Selected text:
——

FJO: There were also pieces where you’d have certain pitches drop out over time. You’d begin with all these pitches, and eventually have way fewer.
BA: That was a modulating coding system designed just for Joan. It started with just the white notes on the piano from A to A, and then you kept decoding the same text, but you kept using one less letter from the alphabet until you ended up with just A-B-A-B-A-B, B-B-B-B. A-A-A-A. And AAAA.
FJO: This also sounds similar to what you did in a later piece that you wrote for solo ocarina called Preparation for the Dominant. You have a bunch of pitches in the beginning, but then fewer as time goes by. You have this sort of attrition of pitch.
BA: Do I?
FJO: That’s how it sounded when I heard it. I think it’s a very interesting idea, and I think it also sounds really good. There’s a rigor to it, but there’s also a freedom to it at the same time, which is maybe why Ashley didn’t think of it as a process. But the best processes are the ones that allow you to do your own thing with them.
BA: Yeah, like Schoenberg actually broke his own rules. I love that.
FJO: Exactly. And there are parallel fifths in Bach if you look hard enough for them.
FJO: Rules only get you so far, but then you need to make music with them. Maybe that’s something that the folks who were so obsessed with process-oriented music in the mid-century lost track of, the process is a means to an end, but not necessarily an end in and of itself.
BA: That sounds reasonable.
FJO: Well, it certainly seems to be the way that your music has played out.

——

Task 1:
Please pull out every line of the rows that contains the word "bowl". Case counts.
The text and the rows come from two unrelated sources.

Data for the task:
——

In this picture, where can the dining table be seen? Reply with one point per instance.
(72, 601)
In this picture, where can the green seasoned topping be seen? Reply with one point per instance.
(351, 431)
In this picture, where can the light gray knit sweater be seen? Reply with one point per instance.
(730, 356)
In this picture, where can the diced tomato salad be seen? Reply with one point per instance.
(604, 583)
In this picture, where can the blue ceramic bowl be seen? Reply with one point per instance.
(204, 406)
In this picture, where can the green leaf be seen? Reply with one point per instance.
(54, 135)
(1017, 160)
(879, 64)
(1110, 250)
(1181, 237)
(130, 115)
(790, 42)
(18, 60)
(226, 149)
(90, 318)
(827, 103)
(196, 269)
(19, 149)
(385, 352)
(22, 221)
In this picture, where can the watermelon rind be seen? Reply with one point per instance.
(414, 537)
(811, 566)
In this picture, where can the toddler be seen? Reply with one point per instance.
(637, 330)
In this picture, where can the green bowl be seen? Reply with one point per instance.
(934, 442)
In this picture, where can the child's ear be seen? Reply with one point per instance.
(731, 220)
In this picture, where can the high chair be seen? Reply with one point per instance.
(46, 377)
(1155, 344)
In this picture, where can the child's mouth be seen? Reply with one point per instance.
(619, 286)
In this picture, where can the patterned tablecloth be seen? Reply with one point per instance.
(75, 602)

——

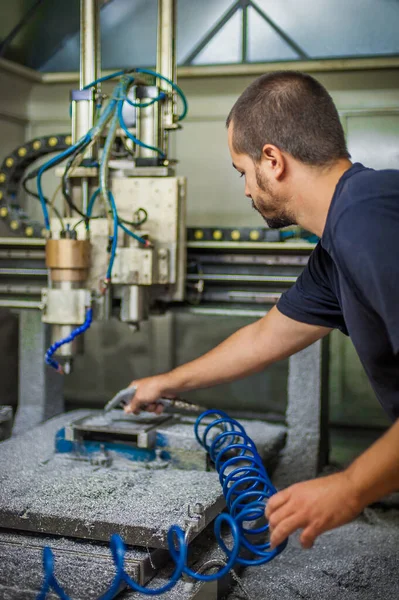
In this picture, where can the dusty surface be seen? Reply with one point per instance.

——

Task 2:
Carry on the interview about pitch and musical process, starting right after its last line.

Written reply 1:
In this picture, where can the blue ceramic bowl be seen? Reply with one point per instance.
In this picture, where can the green bowl be seen? Reply with one point per instance.

Written reply 2:
BA: I like that.
FJO: I only know Joan from the keyboard version that’s on the Pogus CD of your music.
BA: Which had one performance consequently.
FJO: But there was also the performance at Cabrillo of the original version.
BA: KPFA has a recording, and probably Other Minds has it now, because Charles Amirkhanian was in charge of all that. They also have the original She Wrote from Gertrude Stein’s 100th birthday concert in ’74. I was complaining online recently, “This should be somewhere, and I’ll never hear it again.” And Charles wrote me back and said, “Oh! Cut it out. I’ve got it. You can hear it by clicking here.” They probably have Joan somewhere, too.
FJO: It would be so great for that to be out in the world.
BA: Well, you know, it is kind of afflicted by those naked guys, the timpani players, that ran through the middle of it and made the whole audience laugh and carry on. The idea that the critic Robert Commanday thought that that was something in the piece was particularly bizarre.
FJO: Well, how would he know?
BA: I don’t know. Everybody else talked to me—the man from the Santa Cruz Sentinel, as well as the critic from the Tribune. So they knew. But Commanday didn’t ask. He was a don’t ask, don’t tell kind of guy.
FJO: There has been this crazy idea in music criticism that if you talk to the musicians performing a piece or the composer, you’re somehow tainted and you’re going to be influenced so you’re not going to have objective criticism.
BA: I hate that.
FJO: And heaven forbid you’re friends with these people, or worse, that you actually perform or compose music yourself.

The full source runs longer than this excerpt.